Page extract
START
Beside scholarly articles published in international journals, Beata Hock is the author of the monograph Gendered Creative Options and Social Voices: Politics, Cinema, and the Visual Arts in State-Socialist and Post-Socialist Hungary (Stuttgart, 2013). Beata recently edited Doing culture under state-socialism: Actors, events, and interconnections, a special issue of the journal Comparativ (2014/4). She occasionally works as independent curator; one of her major international exhibition projects was Agents and Provocateurs (on view in Hungary in 2009, in Germany in 2010, co-curated with Franciska Zólyom). She was co-editor of Praesens: Central European Contemporary Art Review between 2003–06 and member of the Editorial Board of ARTmargins: Art – Curating – Media – Politics – Transition (MIT Press) in 2012-14.
END
Directive 1
In the biographical note on Beata Hock, what details support calling Agents and Provocateurs one of her international exhibition projects? Answer in one to three sentences.
Directive 2
Extend the biographical note on Beata Hock with a few sentences that follow on from its last line.

Dataset excerpts
START
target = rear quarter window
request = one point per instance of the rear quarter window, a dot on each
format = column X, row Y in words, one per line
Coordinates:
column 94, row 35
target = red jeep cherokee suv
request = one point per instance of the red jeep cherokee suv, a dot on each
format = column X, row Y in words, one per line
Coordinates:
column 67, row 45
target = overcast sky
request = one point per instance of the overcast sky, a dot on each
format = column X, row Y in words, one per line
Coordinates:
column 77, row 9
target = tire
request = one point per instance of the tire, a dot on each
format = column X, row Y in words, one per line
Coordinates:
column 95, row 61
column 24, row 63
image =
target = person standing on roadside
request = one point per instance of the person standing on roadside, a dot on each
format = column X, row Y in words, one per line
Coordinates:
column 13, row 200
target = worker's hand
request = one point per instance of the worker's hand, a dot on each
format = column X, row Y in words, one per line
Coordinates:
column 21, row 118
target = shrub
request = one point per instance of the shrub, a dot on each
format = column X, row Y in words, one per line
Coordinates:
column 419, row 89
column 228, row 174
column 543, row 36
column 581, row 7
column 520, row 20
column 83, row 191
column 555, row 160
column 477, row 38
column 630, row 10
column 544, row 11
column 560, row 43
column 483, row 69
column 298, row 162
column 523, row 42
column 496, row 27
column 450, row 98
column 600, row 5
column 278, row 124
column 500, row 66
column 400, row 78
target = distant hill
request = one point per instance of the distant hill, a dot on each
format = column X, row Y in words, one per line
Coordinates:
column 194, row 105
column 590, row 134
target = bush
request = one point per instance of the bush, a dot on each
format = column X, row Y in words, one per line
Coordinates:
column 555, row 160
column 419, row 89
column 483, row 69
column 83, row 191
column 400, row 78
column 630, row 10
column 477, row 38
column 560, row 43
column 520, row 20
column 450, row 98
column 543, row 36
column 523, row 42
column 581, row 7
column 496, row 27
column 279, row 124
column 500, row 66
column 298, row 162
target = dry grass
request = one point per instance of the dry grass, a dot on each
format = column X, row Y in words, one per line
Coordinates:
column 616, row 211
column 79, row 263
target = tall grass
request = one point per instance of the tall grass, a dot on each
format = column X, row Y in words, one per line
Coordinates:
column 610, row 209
END
Written reply 1
The note says the exhibition was shown in two countries: in Hungary in 2009 and in Germany in 2010. It also says she co-curated it with Franciska Zólyom.

Written reply 2
"Some of the foundational ideas of the program — interdisciplinarity, a comparative or transnational approach, empirically-based theoretically rigorous research — have remained guiding principles in my academic career after graduation and often proved to be exceptional assets. I remember the Department's multinational faculty and student body as another most challenging and fascinating aspect. In such an environment, the Department's curriculum contested at the same time as it disseminated knowledge produced mainly by Anglo-American academia. Despite the use of one common mediating language, no single national culture or narrative framework came forth as dominant as members of the scholarly community were constantly exposed to many different and sometimes opposing perspectives."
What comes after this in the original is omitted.